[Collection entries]
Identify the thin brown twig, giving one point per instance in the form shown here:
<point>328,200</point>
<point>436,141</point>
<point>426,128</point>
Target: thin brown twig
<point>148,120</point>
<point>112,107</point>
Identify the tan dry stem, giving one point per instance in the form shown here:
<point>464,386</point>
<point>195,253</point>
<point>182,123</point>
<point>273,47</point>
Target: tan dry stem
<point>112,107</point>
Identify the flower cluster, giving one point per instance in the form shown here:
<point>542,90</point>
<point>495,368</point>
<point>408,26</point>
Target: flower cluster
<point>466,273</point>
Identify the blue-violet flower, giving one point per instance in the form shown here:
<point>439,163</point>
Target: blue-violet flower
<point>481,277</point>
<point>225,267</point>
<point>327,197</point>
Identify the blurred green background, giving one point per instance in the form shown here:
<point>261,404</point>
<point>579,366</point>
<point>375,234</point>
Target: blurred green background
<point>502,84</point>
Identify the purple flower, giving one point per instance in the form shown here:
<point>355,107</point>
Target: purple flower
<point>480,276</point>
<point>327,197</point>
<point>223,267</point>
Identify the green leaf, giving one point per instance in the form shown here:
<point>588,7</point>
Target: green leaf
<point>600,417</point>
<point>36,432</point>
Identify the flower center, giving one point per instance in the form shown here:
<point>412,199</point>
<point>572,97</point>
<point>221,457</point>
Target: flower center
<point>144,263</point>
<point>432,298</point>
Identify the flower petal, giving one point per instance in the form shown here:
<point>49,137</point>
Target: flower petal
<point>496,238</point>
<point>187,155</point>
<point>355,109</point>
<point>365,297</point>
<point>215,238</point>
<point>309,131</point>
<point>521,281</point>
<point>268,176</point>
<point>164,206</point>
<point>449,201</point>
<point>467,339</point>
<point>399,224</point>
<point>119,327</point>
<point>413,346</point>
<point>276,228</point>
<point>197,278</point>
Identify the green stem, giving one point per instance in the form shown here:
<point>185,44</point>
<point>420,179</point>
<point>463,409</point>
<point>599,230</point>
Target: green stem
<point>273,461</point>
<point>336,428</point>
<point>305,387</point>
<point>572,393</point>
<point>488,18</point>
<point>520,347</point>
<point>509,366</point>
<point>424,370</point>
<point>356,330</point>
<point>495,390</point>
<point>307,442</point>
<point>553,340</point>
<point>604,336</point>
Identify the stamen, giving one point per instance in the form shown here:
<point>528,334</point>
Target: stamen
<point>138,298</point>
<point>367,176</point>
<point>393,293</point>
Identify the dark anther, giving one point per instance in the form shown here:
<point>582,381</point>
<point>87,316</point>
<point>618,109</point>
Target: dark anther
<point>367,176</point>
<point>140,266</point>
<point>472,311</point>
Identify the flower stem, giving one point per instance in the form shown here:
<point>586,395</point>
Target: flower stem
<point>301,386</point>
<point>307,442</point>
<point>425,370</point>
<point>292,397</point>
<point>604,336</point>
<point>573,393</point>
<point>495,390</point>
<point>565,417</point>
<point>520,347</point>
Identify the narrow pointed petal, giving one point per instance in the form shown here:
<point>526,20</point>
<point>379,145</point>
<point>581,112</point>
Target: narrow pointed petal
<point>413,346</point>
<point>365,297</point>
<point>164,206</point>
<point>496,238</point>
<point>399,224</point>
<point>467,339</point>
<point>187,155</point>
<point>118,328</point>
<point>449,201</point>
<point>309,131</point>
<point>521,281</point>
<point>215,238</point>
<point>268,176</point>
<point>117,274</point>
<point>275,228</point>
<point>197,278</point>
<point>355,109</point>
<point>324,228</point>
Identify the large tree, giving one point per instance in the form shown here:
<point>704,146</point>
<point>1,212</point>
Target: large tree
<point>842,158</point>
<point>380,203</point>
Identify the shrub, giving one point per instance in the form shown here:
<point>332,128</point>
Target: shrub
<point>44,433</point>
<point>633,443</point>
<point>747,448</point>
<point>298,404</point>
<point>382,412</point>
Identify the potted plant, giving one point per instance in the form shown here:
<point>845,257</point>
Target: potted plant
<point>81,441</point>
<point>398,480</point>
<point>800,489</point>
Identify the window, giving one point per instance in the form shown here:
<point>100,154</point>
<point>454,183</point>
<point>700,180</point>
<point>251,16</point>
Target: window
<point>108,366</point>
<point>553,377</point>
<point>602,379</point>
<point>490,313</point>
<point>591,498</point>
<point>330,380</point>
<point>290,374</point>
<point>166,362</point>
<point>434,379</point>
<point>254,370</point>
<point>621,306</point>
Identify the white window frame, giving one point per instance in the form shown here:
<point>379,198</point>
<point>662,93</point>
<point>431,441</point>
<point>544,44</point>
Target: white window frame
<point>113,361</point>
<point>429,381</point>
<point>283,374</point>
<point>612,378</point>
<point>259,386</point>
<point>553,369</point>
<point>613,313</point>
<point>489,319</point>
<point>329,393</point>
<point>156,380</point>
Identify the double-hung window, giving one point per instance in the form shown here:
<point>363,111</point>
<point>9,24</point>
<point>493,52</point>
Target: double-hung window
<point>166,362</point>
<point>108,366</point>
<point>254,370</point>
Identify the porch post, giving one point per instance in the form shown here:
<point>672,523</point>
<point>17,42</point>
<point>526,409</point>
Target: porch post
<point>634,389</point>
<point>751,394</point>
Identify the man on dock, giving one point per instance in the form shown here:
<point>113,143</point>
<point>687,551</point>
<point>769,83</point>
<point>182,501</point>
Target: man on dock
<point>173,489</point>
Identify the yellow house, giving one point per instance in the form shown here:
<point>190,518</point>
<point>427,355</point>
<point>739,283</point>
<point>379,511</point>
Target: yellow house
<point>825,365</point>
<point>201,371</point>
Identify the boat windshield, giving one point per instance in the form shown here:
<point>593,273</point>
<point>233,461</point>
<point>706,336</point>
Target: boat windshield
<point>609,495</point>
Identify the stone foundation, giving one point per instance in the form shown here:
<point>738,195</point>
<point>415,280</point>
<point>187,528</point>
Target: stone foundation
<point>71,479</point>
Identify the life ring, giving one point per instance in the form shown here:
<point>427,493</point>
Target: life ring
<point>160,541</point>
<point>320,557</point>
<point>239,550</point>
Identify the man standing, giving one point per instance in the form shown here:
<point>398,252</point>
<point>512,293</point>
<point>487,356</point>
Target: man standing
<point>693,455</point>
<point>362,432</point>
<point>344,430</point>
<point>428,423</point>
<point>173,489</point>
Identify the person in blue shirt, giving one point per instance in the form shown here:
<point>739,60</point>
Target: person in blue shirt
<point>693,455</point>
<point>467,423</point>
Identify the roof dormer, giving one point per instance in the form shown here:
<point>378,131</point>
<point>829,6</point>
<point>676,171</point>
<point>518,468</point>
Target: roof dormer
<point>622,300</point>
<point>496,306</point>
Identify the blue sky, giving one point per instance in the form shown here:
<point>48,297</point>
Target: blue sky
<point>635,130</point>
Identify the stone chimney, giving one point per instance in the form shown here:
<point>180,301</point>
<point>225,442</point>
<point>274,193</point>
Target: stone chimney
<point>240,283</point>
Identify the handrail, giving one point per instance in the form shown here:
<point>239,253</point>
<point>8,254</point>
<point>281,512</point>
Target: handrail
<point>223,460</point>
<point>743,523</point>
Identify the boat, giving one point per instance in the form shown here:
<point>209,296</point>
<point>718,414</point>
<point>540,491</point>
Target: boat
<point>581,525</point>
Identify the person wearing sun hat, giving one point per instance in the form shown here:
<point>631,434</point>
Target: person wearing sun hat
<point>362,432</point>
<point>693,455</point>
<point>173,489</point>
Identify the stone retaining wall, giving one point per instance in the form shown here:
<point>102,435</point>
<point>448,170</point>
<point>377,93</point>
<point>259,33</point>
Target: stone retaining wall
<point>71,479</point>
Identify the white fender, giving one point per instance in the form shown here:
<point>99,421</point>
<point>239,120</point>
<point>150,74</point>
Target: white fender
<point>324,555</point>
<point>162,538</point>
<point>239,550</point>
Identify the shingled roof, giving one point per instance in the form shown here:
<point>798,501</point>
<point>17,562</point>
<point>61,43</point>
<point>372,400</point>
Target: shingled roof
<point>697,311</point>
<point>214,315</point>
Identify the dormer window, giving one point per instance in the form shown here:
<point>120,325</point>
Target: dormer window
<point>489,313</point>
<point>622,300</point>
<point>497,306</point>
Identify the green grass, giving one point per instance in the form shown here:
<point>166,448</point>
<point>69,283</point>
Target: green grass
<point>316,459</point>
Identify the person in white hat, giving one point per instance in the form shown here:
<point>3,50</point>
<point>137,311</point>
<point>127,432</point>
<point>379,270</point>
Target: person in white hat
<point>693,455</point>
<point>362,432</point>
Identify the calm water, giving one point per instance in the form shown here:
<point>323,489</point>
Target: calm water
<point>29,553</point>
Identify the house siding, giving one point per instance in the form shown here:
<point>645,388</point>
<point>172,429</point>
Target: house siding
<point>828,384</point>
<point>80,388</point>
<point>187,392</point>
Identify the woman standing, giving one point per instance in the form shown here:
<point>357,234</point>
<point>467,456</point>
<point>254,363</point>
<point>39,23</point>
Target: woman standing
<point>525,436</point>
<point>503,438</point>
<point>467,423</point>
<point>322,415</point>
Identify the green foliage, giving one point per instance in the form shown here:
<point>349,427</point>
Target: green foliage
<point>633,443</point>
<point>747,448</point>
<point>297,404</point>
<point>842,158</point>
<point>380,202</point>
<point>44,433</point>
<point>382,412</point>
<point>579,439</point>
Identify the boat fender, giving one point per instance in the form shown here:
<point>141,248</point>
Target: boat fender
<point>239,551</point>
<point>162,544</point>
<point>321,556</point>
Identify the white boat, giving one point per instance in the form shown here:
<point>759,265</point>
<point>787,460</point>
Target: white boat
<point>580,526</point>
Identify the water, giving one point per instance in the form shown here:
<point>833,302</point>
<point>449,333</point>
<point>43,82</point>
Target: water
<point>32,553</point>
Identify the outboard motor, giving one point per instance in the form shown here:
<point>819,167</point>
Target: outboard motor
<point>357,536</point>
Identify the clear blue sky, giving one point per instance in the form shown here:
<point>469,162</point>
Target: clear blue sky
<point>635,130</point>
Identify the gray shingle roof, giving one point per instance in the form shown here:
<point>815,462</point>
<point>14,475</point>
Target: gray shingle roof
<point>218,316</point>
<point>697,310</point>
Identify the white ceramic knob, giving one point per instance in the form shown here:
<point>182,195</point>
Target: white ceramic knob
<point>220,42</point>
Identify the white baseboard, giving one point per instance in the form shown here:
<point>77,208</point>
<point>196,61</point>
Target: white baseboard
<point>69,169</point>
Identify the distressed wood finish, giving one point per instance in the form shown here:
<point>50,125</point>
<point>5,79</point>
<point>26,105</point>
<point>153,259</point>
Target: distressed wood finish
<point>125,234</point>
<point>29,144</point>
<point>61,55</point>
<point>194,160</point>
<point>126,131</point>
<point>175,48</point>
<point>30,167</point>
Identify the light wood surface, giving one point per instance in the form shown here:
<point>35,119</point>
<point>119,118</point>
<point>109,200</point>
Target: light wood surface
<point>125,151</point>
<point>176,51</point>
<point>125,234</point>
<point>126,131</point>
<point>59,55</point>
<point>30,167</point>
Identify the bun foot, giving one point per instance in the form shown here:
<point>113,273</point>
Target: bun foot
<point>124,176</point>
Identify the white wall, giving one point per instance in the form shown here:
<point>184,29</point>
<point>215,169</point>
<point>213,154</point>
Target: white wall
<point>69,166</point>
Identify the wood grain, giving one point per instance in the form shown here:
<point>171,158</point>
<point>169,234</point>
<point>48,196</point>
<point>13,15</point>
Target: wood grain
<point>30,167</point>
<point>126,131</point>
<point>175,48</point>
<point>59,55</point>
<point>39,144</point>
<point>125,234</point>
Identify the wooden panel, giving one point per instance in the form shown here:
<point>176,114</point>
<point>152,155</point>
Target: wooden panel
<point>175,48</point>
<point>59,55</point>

# What you are asked to do
Rewrite the listing from the line containing "Identify the calm" through the line containing "<point>29,553</point>", inclusive, swapping "calm water" for "still water" and leaving all else as is.

# Written response
Identify the still water, giving one point per instance in the form shown here:
<point>323,489</point>
Target: still water
<point>29,553</point>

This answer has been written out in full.